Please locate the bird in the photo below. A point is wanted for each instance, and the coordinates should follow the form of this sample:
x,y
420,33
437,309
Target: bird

==

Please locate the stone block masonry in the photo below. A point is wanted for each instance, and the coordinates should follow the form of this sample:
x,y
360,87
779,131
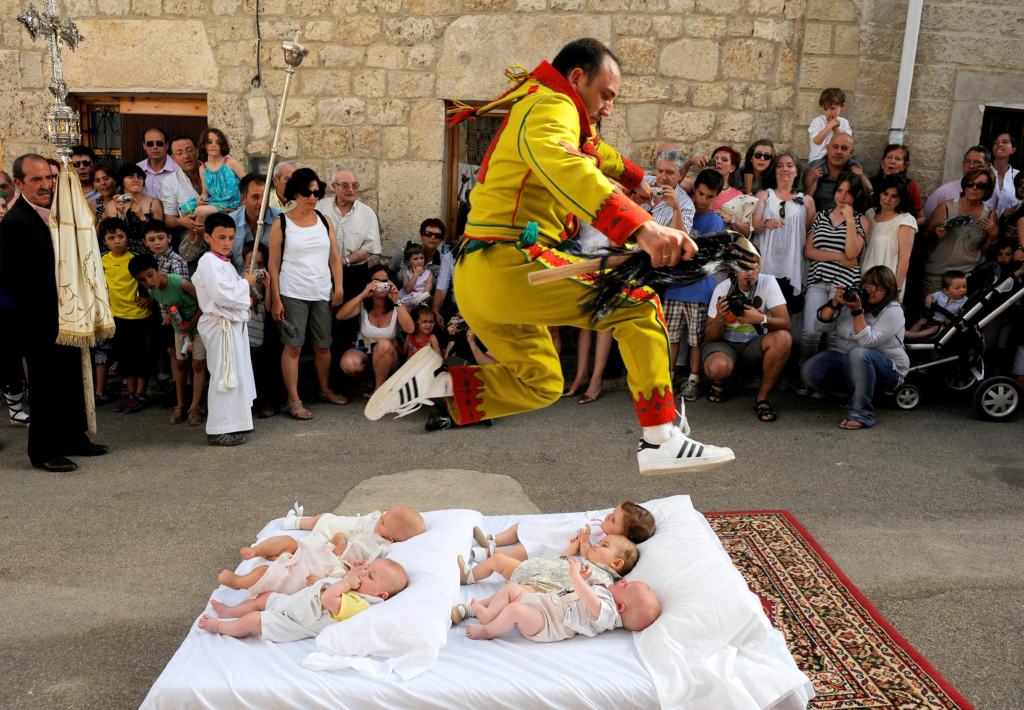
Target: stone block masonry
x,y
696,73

--

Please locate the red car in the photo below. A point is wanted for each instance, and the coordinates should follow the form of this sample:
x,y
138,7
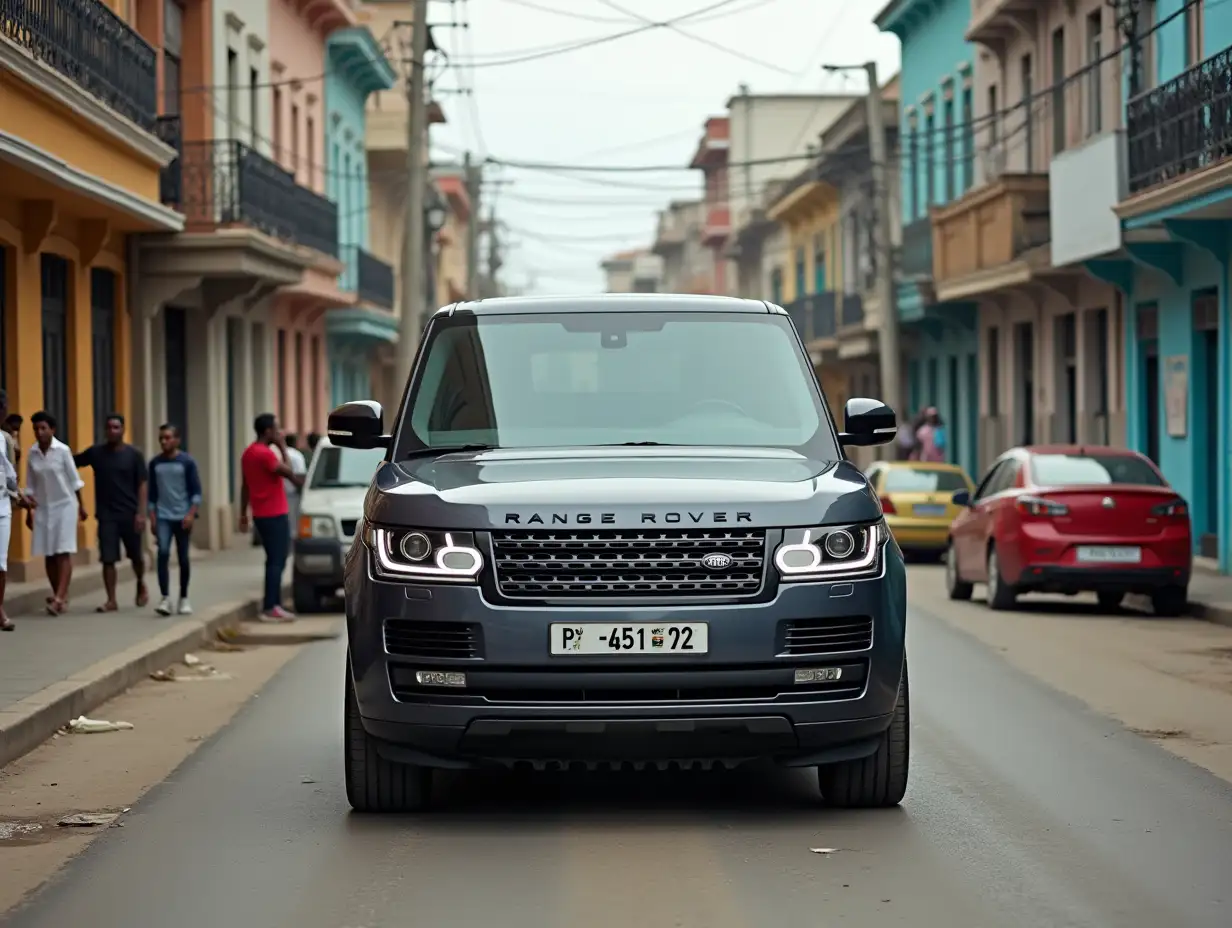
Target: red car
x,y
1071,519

Task objective >> Write out the data again, everything from the line containing "Please locate the bird" down to the line containing "Target: bird", with "instance" replaced by "occurrence" and all else left unchanged.

The response >>
Please locate the bird in the photo below. A point is wanted for each occurrence, and the coordinates should follow the form of this sample:
x,y
420,33
437,309
Target: bird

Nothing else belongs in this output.